GOAL | In the records below, find the line containing "the thick branch", then extract that line and all subsequent lines exactly, leaving out everything else.
━━━ GIVEN DATA ━━━
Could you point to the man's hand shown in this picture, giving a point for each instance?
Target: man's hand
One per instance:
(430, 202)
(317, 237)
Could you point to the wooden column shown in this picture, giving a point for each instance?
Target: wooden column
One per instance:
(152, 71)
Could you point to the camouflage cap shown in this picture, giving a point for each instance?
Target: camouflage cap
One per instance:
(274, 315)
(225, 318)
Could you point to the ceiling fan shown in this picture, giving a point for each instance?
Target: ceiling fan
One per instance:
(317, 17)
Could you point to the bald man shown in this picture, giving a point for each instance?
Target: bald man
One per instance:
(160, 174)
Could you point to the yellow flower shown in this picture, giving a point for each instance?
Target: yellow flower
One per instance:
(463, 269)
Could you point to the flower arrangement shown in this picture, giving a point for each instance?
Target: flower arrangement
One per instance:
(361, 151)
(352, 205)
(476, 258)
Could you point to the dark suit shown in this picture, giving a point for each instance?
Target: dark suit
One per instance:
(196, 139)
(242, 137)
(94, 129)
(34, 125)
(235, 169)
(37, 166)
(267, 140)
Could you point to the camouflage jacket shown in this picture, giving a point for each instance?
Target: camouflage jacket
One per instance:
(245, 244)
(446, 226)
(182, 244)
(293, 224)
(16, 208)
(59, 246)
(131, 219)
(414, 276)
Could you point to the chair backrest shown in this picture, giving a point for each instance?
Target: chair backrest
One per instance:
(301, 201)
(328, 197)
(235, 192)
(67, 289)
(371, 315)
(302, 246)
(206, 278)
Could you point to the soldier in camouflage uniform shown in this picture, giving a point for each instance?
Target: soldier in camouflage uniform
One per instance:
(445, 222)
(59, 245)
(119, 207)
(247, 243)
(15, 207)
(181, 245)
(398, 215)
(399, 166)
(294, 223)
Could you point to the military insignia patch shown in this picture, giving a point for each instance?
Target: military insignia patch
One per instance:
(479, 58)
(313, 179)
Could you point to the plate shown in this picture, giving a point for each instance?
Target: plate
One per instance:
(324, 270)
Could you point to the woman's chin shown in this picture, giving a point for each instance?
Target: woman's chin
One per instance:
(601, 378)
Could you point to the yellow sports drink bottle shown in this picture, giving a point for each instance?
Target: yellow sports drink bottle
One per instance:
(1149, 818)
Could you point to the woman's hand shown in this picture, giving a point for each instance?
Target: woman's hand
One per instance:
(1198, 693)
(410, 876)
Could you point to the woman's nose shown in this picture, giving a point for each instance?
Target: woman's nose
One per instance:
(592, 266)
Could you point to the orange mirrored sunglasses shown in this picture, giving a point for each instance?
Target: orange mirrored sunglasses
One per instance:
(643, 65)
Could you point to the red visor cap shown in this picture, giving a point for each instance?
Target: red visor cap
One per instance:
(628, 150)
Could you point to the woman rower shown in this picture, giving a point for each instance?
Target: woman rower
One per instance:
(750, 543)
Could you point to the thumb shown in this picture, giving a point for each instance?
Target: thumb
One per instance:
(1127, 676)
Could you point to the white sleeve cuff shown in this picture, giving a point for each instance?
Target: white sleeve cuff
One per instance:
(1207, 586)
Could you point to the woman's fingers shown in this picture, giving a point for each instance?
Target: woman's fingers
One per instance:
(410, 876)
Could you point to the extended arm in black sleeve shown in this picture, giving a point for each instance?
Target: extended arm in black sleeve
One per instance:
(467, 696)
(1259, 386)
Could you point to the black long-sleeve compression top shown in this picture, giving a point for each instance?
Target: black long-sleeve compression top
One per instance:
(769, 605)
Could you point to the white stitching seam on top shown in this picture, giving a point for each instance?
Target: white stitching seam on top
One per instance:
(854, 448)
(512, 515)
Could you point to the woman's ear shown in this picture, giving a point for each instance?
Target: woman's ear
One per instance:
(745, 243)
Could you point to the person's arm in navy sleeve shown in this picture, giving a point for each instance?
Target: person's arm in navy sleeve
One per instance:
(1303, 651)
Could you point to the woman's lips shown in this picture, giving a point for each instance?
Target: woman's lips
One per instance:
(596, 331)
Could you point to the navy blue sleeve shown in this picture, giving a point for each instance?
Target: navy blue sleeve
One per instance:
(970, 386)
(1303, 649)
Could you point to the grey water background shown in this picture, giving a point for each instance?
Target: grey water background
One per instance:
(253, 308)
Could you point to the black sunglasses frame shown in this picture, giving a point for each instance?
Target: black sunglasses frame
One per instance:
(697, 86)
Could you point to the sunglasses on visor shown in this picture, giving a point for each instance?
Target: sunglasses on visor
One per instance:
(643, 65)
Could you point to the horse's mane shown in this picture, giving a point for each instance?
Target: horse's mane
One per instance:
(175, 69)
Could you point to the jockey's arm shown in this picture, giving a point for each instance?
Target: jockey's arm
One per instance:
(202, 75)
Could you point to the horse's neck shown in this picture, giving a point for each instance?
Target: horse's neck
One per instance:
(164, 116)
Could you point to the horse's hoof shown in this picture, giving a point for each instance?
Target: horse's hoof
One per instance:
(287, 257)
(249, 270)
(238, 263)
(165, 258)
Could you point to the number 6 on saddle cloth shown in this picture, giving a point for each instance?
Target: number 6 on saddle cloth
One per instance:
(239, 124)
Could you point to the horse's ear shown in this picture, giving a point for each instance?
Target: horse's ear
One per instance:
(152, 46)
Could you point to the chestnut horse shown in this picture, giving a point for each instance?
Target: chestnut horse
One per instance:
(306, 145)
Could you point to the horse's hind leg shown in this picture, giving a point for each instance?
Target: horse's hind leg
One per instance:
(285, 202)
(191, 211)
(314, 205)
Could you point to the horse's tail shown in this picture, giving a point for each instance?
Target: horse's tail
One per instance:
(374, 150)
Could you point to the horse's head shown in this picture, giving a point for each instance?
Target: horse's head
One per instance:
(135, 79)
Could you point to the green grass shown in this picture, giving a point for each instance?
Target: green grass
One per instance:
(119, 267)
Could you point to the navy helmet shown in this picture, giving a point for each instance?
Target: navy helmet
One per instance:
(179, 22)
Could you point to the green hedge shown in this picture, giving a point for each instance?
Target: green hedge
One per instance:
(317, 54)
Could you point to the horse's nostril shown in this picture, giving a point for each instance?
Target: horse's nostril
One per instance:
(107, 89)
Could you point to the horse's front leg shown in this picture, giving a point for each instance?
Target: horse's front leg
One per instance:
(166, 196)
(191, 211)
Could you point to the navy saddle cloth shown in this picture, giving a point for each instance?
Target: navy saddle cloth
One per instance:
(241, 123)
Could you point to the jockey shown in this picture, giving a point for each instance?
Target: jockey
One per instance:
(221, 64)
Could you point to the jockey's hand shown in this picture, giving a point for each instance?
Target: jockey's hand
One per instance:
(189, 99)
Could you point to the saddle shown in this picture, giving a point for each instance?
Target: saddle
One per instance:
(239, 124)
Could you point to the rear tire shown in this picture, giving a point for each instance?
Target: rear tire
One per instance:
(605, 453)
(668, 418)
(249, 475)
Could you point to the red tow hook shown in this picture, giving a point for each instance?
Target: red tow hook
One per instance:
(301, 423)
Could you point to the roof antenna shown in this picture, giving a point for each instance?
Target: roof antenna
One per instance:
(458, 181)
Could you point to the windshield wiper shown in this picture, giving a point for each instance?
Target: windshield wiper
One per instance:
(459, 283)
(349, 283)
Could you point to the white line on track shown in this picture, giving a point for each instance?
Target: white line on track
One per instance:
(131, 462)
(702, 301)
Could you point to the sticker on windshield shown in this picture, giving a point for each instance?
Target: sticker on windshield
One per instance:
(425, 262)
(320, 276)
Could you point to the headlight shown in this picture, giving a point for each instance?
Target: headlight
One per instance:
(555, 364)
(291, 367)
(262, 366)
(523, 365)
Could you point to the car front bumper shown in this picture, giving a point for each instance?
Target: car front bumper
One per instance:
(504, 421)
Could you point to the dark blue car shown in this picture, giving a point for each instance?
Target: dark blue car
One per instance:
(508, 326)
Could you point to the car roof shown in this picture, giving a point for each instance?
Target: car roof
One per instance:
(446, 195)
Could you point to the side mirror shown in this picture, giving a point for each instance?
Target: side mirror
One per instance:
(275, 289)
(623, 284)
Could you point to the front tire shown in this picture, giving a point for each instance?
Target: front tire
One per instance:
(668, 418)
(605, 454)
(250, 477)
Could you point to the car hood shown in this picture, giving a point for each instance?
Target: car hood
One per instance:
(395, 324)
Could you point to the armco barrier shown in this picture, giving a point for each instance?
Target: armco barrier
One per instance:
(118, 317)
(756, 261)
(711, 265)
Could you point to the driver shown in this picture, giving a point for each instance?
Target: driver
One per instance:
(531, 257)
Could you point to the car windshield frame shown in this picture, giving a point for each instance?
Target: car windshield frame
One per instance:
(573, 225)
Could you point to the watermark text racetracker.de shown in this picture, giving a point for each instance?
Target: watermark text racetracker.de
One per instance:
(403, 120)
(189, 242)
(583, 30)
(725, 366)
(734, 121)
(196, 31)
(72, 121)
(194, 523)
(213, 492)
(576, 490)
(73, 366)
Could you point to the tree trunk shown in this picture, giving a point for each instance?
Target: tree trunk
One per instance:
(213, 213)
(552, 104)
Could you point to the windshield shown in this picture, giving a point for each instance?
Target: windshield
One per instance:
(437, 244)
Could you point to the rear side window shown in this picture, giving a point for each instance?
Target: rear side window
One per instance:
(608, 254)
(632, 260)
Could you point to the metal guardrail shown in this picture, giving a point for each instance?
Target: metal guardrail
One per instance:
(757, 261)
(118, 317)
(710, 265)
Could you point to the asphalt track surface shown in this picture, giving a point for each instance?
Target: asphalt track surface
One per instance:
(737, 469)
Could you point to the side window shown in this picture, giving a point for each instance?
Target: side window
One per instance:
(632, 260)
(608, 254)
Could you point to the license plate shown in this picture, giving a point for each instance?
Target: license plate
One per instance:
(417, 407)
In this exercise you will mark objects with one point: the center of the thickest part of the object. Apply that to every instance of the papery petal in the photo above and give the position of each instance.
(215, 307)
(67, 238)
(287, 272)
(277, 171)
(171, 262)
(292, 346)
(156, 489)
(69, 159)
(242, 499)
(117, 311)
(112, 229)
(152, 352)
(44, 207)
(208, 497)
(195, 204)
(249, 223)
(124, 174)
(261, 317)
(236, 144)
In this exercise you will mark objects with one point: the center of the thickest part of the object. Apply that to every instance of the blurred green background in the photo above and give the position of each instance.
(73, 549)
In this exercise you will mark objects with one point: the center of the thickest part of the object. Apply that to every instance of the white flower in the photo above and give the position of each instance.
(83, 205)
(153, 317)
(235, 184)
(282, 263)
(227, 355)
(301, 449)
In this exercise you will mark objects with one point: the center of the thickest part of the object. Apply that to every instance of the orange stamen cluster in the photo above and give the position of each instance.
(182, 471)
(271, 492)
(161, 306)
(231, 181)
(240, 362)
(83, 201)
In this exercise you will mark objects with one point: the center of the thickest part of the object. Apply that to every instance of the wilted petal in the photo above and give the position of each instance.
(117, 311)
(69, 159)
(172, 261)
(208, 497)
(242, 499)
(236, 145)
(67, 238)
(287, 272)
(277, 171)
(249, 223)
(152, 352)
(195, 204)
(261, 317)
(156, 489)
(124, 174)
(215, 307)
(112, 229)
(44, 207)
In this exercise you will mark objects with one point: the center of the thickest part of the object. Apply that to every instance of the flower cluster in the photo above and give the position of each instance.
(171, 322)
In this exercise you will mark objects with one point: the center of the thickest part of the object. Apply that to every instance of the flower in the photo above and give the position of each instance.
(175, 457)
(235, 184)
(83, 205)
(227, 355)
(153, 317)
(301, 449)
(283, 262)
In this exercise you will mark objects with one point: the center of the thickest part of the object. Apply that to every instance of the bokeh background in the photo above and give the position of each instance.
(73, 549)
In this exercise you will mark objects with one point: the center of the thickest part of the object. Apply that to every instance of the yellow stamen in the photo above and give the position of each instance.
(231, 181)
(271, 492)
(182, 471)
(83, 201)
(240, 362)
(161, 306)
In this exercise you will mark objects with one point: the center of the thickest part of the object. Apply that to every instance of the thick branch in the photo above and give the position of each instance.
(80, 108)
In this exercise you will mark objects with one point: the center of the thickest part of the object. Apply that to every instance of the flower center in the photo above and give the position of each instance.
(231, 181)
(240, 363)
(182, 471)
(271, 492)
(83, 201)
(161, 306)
━━━
SOLUTION FOR THIS TASK |
In this exercise you will mark objects with one point: the center of the thickest part of the object. Apply that to every instance of the thick branch in the photo above and give the position of each instance.
(80, 108)
In this exercise you will mark objects with one point: the center of the thickest part of the object. Apply that to every instance of the flower center in the photo above and give the position of each instance.
(231, 181)
(240, 363)
(182, 471)
(271, 492)
(83, 201)
(161, 306)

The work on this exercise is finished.